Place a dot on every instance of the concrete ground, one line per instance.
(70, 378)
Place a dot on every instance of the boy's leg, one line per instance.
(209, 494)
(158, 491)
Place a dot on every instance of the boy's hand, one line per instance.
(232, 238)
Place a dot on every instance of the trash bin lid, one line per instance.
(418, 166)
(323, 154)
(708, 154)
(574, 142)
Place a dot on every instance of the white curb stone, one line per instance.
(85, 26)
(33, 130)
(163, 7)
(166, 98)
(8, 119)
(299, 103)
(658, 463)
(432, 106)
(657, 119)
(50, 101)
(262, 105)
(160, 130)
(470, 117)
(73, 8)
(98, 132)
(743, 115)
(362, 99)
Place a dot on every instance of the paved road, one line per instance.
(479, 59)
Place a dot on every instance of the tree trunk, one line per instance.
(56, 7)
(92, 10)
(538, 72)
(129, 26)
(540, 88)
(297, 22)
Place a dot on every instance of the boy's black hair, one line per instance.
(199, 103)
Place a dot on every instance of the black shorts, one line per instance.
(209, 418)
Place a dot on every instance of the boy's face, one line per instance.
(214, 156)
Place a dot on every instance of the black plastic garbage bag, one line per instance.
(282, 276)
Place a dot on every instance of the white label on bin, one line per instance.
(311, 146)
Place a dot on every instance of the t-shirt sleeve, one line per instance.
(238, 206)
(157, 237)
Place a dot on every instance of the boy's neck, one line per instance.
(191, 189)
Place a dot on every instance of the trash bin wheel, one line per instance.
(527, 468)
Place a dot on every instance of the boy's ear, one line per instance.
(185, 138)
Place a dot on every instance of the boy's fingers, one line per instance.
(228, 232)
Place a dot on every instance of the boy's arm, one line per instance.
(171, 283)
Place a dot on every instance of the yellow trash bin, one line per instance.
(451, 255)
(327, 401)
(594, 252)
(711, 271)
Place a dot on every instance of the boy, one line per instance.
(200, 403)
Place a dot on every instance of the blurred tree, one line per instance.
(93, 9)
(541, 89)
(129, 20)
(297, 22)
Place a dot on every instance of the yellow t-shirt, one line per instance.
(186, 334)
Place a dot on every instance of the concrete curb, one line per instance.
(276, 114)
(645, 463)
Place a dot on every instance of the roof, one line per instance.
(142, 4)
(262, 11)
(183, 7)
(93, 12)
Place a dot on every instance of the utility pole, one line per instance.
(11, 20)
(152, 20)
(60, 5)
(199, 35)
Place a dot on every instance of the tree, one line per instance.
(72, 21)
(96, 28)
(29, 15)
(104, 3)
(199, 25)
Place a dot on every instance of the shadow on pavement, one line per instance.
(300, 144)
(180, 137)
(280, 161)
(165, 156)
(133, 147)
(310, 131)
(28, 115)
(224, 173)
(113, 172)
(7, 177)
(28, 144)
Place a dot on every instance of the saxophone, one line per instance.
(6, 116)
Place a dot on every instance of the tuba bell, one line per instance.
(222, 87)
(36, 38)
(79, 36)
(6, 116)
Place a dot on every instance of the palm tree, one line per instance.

YOUR TASK
Copy the data above exactly as it appears, from the line that contains "Place a dot on every instance of the concrete curb, one" through the last line of the data, both ends included.

TASK SOLUTION
Place a dot on every instance of the concrete curb, one line per instance.
(276, 114)
(645, 463)
Place a dot on every instance of the roof, one line per instance.
(142, 4)
(262, 11)
(183, 7)
(93, 12)
Place a dot on every instance of the utility pole, one line per instance.
(11, 20)
(152, 20)
(60, 5)
(199, 35)
Place a dot on every instance of the tree, one line per instance.
(72, 21)
(96, 28)
(29, 15)
(104, 3)
(199, 25)
Place a dot on every instance of the shadow on pavement, one line per instance.
(300, 144)
(180, 137)
(280, 161)
(165, 156)
(133, 147)
(310, 131)
(28, 115)
(224, 173)
(113, 172)
(7, 177)
(28, 144)
Place a dot on every instance of the saxophone, one line per instance.
(6, 116)
Place a dot on every instance of the tuba bell, one line per instance.
(222, 87)
(36, 38)
(79, 36)
(6, 116)
Place a dot on every instance of the palm tree, one line per instance.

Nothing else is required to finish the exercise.